WHAT YOU WILL DO:
Retype the following entries line for line, keeping every character unchanged.

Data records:
#####
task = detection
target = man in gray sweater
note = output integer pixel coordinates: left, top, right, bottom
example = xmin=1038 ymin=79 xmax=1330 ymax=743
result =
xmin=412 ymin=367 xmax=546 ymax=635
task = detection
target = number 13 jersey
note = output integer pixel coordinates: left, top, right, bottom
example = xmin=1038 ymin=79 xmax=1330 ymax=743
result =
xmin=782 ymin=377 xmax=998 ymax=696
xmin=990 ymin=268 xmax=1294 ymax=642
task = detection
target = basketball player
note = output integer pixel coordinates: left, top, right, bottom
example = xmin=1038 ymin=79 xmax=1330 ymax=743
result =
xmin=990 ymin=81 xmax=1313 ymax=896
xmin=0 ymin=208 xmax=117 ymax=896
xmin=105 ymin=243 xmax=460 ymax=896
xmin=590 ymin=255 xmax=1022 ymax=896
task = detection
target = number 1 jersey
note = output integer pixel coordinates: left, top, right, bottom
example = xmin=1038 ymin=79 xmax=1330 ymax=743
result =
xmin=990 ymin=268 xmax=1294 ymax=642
#####
ANSWER TO THE TASK:
task = detection
target = man in gray sweater
note = output integer pixel coordinates: left, top, right, bottom
example = xmin=1038 ymin=79 xmax=1330 ymax=743
result =
xmin=412 ymin=367 xmax=546 ymax=635
task = detection
target = number 13 jersey
note = output integer pixel coordinates: left, top, right, bottom
example = xmin=1038 ymin=79 xmax=1330 ymax=743
result =
xmin=782 ymin=377 xmax=998 ymax=696
xmin=990 ymin=268 xmax=1294 ymax=642
task = detection
target = basketball player
note = output integer pixel coordinates: left, top, right, bottom
example = xmin=1038 ymin=79 xmax=1330 ymax=743
result =
xmin=990 ymin=81 xmax=1313 ymax=896
xmin=0 ymin=208 xmax=117 ymax=896
xmin=105 ymin=243 xmax=460 ymax=896
xmin=590 ymin=255 xmax=1022 ymax=896
task = detection
target = number 1 jersey
note = output integer pixel coordinates: left, top, right, bottom
example = xmin=1038 ymin=79 xmax=1330 ymax=743
result =
xmin=990 ymin=268 xmax=1294 ymax=642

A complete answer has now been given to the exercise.